Rename "paved courtyard" to "stone plaza" throughout the records below, reproducing every line otherwise unchanged. Omit the pictures from your answer.

§ §

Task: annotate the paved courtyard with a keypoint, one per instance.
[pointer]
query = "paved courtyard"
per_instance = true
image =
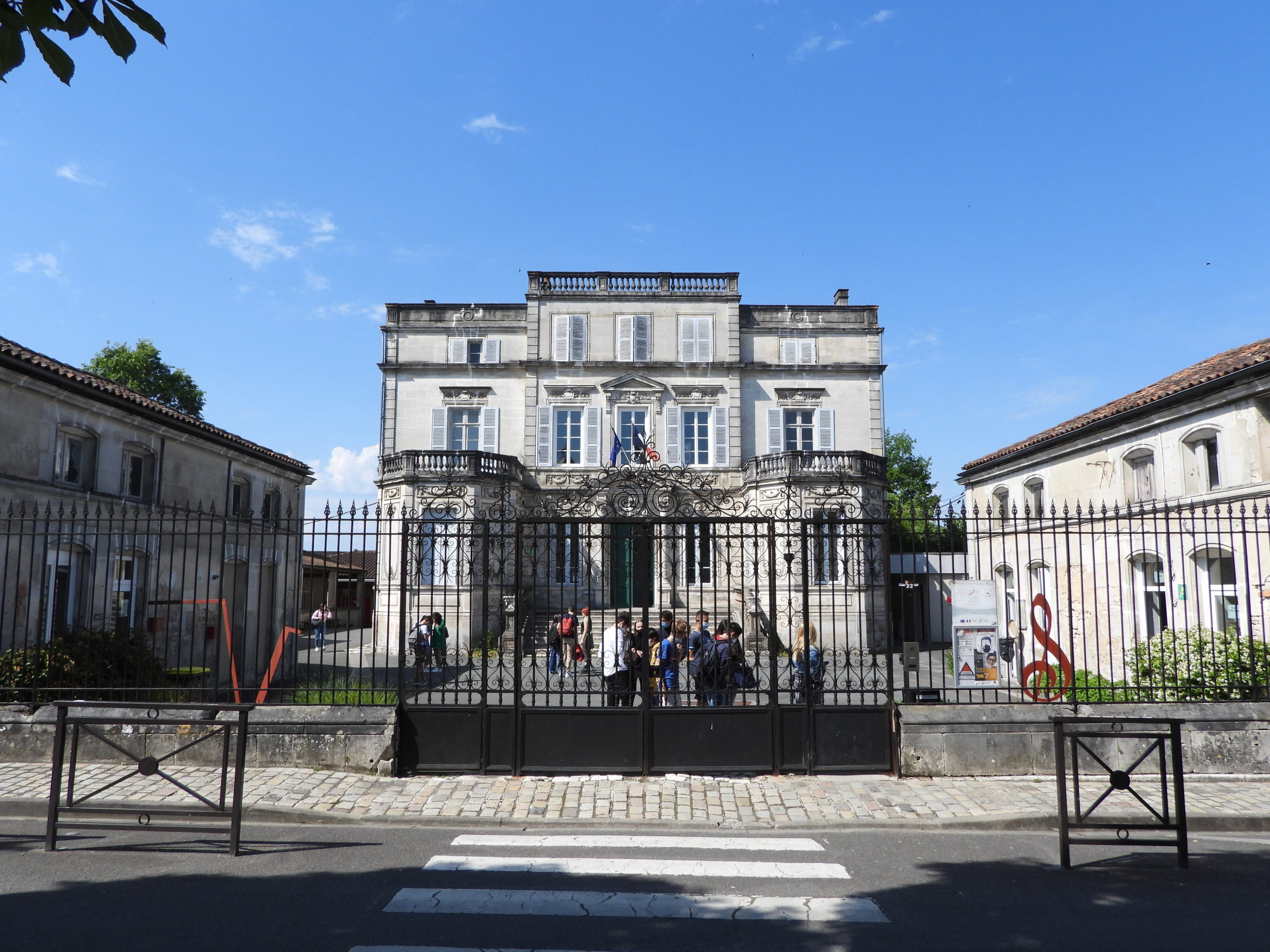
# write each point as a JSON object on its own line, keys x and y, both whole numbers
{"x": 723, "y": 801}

§ §

▸ **Worked answer**
Task: annotate the stone plaza with a keypoint, one per instance.
[pointer]
query = "stone plaza"
per_instance = true
image =
# write each point as a JSON object on its own line, keys x and y, both whole numbers
{"x": 723, "y": 801}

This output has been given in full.